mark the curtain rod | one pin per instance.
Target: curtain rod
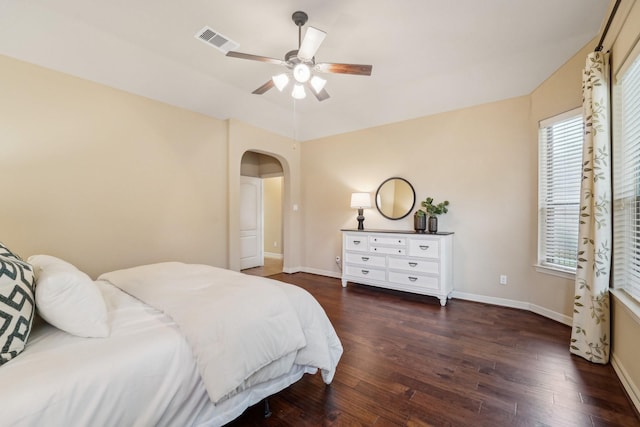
(606, 27)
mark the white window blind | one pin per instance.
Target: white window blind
(626, 185)
(560, 172)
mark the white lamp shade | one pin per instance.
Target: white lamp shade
(360, 200)
(302, 73)
(317, 83)
(298, 92)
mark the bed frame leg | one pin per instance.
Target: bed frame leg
(267, 411)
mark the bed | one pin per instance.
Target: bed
(185, 344)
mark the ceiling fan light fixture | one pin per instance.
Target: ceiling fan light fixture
(298, 92)
(302, 73)
(280, 81)
(317, 83)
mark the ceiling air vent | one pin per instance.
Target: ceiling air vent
(217, 40)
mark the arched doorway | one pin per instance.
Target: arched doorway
(261, 219)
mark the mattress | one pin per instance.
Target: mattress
(142, 374)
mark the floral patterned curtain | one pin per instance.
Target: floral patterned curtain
(590, 336)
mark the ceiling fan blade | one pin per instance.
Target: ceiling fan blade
(322, 95)
(255, 57)
(358, 69)
(265, 87)
(312, 40)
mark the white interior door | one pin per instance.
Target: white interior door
(251, 227)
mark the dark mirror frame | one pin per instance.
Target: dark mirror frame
(413, 203)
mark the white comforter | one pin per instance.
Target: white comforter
(236, 324)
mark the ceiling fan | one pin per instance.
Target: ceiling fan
(302, 64)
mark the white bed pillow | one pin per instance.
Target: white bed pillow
(68, 299)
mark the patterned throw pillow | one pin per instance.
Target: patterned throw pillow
(17, 306)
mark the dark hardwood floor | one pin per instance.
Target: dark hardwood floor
(409, 362)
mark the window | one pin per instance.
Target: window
(560, 141)
(626, 182)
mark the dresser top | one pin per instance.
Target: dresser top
(371, 230)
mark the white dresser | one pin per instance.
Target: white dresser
(405, 261)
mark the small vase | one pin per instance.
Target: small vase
(433, 224)
(419, 223)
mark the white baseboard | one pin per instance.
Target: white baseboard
(558, 317)
(545, 312)
(629, 386)
(334, 274)
(273, 255)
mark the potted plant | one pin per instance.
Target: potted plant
(432, 210)
(420, 221)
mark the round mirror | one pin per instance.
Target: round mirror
(395, 198)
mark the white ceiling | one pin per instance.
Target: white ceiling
(428, 56)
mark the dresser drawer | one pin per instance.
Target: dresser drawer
(389, 250)
(417, 265)
(357, 243)
(383, 240)
(416, 280)
(424, 248)
(365, 272)
(365, 259)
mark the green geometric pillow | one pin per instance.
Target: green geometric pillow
(17, 308)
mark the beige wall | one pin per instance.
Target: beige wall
(243, 138)
(477, 158)
(273, 215)
(107, 179)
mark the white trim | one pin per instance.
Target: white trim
(545, 269)
(292, 270)
(629, 59)
(560, 117)
(549, 314)
(628, 302)
(632, 390)
(319, 272)
(491, 300)
(273, 255)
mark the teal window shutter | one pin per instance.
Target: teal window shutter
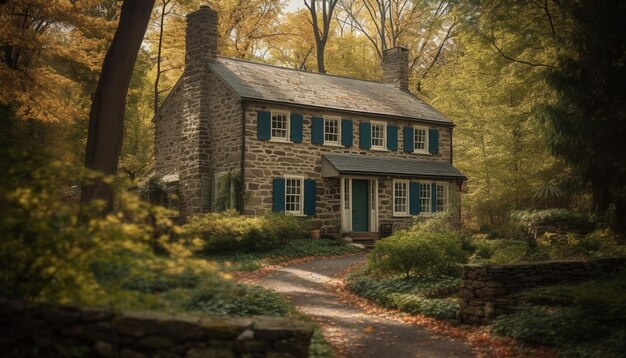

> _TASK DETAILS_:
Please reproduce the lines from the line with "mark the ceiling air" to the line with "mark the white bed", both ends included, exactly as they appear above.

> _RESULT OF THIS TASK_:
mark the ceiling air vent | one pin per instance.
Target: ceiling air vent
(217, 40)
mark the arched doorway | one pin per instance.
Target: arched doorway
(261, 219)
mark the mattress | one pin per instance.
Target: mattress
(142, 374)
mark the floral patterned curtain | one pin per instance.
Target: floral patterned curtain
(590, 336)
mark the ceiling fan blade | one pin per instance.
Target: ceiling fan blade
(322, 95)
(255, 57)
(358, 69)
(265, 87)
(312, 40)
mark the white interior door | one pin per instance.
Target: white interior door
(251, 227)
mark the dark mirror frame | one pin per instance.
Target: dark mirror frame
(413, 203)
mark the white comforter | one pin per instance.
Target: white comforter
(236, 324)
mark the ceiling fan | one pin per instance.
Target: ceiling fan
(302, 64)
mark the white bed pillow | one pin per instance.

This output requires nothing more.